Only a number is wanted here: the count of lines in the data below where the string "television" occurs.
::::::::
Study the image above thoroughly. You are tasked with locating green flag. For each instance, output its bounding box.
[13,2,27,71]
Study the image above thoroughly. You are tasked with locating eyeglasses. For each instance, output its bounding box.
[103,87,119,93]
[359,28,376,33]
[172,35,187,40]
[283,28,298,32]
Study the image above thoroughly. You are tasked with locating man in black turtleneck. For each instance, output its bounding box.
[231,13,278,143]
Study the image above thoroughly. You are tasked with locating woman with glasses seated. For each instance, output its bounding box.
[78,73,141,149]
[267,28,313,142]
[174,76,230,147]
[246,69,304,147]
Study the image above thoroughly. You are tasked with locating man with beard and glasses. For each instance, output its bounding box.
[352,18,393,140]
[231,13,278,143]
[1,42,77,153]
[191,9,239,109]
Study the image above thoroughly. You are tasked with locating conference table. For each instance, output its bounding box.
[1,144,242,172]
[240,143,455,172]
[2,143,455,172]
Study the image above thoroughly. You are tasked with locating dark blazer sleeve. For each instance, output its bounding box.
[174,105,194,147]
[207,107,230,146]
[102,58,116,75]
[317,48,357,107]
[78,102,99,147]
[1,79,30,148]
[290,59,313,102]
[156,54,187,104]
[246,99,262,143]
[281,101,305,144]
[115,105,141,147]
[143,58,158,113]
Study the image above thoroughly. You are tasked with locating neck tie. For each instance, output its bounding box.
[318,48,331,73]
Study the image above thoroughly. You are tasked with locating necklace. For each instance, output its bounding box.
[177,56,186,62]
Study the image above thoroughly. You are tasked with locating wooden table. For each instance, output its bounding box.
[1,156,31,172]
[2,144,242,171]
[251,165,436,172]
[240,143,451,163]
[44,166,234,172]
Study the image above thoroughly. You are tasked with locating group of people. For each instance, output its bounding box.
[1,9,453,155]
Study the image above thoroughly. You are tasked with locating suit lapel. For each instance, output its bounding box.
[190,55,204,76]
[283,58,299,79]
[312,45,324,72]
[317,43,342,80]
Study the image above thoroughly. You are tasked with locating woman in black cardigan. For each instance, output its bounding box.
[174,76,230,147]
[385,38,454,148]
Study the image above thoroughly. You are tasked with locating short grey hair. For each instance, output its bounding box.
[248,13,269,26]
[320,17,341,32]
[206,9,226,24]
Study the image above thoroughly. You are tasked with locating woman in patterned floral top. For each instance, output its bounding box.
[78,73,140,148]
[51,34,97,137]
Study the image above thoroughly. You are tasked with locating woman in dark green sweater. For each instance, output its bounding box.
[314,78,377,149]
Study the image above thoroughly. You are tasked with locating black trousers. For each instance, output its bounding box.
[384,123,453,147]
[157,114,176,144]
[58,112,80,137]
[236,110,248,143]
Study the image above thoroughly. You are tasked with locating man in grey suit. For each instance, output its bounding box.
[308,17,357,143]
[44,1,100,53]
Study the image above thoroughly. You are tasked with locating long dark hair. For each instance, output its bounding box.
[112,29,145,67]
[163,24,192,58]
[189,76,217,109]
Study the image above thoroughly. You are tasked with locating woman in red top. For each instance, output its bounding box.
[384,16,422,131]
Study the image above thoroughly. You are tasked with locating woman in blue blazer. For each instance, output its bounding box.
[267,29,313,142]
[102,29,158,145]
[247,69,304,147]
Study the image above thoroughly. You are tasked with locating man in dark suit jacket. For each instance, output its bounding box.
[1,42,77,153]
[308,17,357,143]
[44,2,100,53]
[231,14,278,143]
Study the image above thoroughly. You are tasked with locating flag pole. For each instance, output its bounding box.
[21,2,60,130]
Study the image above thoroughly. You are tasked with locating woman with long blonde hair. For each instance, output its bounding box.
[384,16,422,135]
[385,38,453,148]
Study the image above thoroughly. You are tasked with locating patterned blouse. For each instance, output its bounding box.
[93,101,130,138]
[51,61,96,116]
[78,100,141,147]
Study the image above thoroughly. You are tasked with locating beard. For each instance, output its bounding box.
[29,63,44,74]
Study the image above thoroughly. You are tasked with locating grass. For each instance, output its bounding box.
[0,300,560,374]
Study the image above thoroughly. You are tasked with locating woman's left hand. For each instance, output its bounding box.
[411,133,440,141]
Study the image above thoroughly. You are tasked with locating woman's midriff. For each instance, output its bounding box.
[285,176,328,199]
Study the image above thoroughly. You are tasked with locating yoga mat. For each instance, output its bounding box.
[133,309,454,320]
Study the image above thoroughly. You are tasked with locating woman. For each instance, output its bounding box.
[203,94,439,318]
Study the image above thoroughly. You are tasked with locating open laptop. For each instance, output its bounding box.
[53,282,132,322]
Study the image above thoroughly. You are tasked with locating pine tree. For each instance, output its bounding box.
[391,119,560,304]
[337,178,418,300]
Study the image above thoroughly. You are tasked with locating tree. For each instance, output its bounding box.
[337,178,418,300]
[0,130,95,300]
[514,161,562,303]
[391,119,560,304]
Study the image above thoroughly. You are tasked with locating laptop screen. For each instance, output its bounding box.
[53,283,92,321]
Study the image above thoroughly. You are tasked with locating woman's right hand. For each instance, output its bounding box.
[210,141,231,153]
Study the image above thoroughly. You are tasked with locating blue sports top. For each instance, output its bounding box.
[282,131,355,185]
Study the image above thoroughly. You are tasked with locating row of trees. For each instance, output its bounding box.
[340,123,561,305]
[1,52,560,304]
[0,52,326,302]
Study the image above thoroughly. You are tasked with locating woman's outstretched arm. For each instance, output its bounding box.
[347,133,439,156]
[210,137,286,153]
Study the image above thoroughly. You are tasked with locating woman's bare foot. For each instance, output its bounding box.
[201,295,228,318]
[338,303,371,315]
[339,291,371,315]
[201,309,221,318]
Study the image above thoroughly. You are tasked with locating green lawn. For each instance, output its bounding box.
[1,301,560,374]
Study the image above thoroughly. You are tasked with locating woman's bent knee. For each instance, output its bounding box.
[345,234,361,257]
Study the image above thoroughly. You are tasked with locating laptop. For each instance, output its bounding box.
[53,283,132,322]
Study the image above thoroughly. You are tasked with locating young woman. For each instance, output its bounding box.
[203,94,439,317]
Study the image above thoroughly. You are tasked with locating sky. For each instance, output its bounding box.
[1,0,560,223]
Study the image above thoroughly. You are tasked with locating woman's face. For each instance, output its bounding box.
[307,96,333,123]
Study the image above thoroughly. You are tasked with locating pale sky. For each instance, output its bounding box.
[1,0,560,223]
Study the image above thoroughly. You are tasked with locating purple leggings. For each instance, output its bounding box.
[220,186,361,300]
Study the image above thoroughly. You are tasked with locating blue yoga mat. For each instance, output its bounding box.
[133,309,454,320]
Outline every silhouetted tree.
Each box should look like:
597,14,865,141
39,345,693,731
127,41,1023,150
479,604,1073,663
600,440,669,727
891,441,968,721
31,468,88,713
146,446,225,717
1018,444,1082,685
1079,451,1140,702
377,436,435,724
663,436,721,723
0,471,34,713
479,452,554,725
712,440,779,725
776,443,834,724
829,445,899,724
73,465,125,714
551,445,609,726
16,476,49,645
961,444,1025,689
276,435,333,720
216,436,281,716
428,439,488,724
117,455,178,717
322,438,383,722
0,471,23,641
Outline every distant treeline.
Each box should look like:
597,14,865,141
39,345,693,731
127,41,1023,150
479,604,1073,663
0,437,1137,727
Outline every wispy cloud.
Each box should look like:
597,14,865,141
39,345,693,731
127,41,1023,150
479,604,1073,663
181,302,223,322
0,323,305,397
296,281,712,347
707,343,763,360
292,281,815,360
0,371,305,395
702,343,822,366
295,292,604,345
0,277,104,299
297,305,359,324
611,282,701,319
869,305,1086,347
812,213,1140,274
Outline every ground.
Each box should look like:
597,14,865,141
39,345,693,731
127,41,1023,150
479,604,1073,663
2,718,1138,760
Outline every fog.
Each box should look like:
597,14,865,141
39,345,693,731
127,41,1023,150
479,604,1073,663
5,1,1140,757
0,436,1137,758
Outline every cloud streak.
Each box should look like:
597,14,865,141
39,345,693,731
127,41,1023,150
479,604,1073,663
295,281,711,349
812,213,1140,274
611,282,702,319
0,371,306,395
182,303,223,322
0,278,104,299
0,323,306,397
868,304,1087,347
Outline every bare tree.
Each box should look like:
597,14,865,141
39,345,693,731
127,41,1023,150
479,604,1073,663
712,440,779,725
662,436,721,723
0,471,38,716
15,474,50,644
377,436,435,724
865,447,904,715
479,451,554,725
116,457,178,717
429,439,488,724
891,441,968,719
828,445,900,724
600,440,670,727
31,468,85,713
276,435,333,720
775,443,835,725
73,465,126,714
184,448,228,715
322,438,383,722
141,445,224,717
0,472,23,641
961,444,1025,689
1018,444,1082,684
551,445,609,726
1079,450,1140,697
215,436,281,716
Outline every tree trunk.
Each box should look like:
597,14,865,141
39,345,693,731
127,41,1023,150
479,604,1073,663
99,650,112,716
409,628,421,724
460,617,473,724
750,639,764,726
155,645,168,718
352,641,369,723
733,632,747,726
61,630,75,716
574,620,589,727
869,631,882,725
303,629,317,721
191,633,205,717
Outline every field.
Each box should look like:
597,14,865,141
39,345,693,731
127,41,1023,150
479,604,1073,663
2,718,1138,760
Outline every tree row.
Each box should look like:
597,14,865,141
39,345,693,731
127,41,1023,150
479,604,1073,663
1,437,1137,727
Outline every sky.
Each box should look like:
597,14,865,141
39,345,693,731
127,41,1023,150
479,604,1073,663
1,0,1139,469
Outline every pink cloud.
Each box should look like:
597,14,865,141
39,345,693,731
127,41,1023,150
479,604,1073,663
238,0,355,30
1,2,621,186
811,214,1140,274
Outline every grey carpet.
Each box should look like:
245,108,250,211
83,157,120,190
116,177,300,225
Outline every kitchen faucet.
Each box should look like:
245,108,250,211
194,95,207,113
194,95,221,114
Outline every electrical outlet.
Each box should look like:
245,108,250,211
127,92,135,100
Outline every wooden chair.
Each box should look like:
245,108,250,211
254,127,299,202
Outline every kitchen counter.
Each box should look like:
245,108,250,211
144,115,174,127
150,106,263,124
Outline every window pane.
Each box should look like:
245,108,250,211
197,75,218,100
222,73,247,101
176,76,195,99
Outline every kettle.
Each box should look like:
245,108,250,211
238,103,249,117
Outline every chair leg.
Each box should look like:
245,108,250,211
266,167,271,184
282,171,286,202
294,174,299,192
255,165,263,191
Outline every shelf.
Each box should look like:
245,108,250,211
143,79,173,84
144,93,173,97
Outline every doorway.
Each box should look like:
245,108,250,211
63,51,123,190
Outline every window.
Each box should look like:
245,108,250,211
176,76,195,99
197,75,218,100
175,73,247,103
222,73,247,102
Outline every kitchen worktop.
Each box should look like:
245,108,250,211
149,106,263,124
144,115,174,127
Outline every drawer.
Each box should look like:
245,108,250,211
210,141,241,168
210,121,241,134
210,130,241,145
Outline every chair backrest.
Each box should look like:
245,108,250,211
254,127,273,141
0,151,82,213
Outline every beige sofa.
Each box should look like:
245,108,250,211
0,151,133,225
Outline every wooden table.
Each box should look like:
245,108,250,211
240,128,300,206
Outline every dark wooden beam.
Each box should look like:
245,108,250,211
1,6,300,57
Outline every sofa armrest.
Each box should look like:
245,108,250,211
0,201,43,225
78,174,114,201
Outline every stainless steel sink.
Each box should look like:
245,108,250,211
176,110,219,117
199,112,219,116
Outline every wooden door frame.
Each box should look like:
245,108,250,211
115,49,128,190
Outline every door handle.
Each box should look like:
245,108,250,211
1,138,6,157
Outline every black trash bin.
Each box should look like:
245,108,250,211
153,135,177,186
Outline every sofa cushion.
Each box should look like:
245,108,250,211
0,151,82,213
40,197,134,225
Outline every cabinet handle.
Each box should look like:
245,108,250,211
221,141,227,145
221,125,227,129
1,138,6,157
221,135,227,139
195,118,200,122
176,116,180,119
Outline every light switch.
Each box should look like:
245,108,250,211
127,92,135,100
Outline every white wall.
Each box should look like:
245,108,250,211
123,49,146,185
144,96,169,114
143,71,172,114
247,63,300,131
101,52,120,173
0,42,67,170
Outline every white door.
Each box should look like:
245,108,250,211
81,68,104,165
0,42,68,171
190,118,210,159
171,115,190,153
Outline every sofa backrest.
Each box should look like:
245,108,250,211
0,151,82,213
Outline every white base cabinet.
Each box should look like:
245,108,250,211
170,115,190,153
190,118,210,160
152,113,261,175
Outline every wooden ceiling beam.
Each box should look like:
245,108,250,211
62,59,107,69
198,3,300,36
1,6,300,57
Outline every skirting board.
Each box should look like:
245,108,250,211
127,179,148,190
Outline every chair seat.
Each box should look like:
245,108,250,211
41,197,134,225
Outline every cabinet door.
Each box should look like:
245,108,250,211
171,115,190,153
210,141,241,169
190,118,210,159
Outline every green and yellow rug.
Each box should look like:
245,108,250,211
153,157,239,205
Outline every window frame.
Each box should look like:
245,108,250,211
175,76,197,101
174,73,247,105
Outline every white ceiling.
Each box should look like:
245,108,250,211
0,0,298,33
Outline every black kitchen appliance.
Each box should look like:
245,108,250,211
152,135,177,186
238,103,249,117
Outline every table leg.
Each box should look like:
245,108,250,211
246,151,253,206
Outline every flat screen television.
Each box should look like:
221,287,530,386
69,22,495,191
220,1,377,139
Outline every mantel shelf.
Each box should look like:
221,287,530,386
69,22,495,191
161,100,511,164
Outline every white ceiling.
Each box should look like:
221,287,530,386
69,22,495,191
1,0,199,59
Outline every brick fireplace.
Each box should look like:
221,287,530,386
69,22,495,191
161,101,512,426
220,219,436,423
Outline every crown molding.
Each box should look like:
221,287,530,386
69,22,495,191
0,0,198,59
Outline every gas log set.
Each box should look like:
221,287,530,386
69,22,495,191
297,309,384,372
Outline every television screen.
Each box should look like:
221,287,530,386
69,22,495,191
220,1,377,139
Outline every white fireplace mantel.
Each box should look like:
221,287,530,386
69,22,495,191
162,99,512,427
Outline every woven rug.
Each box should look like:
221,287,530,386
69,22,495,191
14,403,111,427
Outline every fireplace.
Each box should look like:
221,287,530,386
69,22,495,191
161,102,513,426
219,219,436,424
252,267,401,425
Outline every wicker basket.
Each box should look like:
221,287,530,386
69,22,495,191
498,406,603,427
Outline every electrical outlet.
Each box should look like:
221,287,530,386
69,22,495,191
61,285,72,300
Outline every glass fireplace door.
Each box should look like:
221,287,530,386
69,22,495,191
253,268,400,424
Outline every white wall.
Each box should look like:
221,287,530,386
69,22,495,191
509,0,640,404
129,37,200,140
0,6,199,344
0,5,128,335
::::::::
- _TASK SOLUTION_: 2